Write out each entry, exactly the way it appears.

- _The input_
++++++++++
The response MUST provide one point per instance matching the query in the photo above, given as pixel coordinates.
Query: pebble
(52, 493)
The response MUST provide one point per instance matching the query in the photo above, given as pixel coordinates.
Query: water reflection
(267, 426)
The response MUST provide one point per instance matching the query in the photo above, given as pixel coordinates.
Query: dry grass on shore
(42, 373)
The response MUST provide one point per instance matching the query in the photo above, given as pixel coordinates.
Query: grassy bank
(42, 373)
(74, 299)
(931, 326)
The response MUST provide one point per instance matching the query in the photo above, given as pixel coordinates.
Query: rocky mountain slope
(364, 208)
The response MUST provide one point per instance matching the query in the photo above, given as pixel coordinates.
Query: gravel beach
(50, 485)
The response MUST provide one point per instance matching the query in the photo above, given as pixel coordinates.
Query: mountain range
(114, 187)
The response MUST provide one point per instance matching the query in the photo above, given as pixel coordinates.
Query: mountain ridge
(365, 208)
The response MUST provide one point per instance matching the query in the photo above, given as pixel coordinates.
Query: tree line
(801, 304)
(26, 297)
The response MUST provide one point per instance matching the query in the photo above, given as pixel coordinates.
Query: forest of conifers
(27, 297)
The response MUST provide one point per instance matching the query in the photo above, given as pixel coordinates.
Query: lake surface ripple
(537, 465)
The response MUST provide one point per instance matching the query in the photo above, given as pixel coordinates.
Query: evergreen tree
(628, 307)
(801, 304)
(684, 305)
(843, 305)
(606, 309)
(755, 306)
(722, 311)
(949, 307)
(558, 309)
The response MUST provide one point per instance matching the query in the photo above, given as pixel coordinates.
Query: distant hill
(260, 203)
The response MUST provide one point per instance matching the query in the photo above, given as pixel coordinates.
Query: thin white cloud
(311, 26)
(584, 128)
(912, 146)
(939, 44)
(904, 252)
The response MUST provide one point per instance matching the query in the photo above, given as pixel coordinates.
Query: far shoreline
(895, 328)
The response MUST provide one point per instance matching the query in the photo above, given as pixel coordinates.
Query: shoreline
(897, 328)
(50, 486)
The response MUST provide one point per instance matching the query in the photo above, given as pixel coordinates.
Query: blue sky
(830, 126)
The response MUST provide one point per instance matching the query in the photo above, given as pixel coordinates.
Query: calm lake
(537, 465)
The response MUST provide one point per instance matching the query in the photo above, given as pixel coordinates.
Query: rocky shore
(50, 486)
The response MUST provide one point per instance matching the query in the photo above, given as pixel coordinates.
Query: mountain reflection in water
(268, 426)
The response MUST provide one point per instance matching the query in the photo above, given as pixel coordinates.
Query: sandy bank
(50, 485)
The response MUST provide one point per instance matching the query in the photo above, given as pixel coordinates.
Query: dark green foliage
++++++++++
- _Final result_
The response MUST provide one point per instance matching the query in the photo above, given as pixel coordinates.
Query: pebble
(52, 493)
The response MUST provide one point per instance matching the query in the photo above, given as pixel coordinates.
Query: water reflection
(267, 426)
The response MUST provide one point per instance matching the query in the photo above, given as pixel coordinates.
Query: dry grass on shore
(42, 373)
The response MUST provide one point per instance matching the query in the photo above, given as pixel coordinates.
Query: grassy bank
(42, 373)
(74, 299)
(931, 326)
The response MUST provide one point per instance matching the query in the photo above, given as pixel coordinates.
Query: rocky mountain slope
(364, 208)
The response MUST provide one point per instance matching the query in the photo above, given as pixel coordinates.
Query: gravel beach
(50, 485)
The response MUST provide one point per instance matching the query in the photo above, given as pixel coordinates.
Query: mountain range
(114, 187)
The response MUST provide one point per instance matching the query in the photo above, given as pixel coordinates.
Query: mountain ridge
(365, 208)
The response MUST provide one point per instance matching the query in the photo above, given as pixel coordinates.
Query: tree line
(801, 304)
(26, 297)
The response MUST provide one point per instance matching the query in the photo above, given as pixel coordinates.
Query: forest of conifers
(27, 297)
The response MUST provide one point per instance matching the query in the photo above, given as pixel coordinates.
Query: lake surface ripple
(537, 465)
The response MUST provide one point per instance matching the query in the photo above, given as pixel coordinates.
Query: evergreen tree
(628, 307)
(801, 304)
(684, 305)
(843, 305)
(606, 309)
(755, 306)
(722, 311)
(949, 307)
(558, 309)
The response MUST provide one point per instance matching the query in the photo above, given as pixel coordinates.
Query: distant hill
(260, 203)
The response MUST provide one point per instance matching the query in the photo above, given as pixel coordinates.
Query: thin white cloud
(311, 26)
(584, 128)
(912, 146)
(939, 44)
(904, 252)
The response MUST provide one point per instance matching the query in the photo above, given as pixel coordinates.
Query: far shoreline
(895, 328)
The response MUST provide one point per instance matching the query in the photo above, given as pixel coordinates.
Query: shoreline
(897, 328)
(50, 486)
The response MUST provide one point per instance matching the query in the photo above, given as pixel coordinates.
Query: blue sky
(830, 126)
The response MUST provide one point per instance matching the query in the photo above, given as pixel coordinates.
Query: calm lake
(537, 465)
The response MUST provide one point per instance matching the query in the photo above, given as pixel coordinates.
Query: rocky shore
(50, 486)
The response MUST provide one point per instance matching the query in the photo above, given as pixel coordinates.
Query: mountain reflection in water
(268, 426)
The response MUST provide one point per instance matching the query in the photo above, given as pixel coordinates.
Query: sandy bank
(50, 485)
The response MUST provide one point per instance matching the query in the photo above, given as pixel coordinates.
Query: dark green foliage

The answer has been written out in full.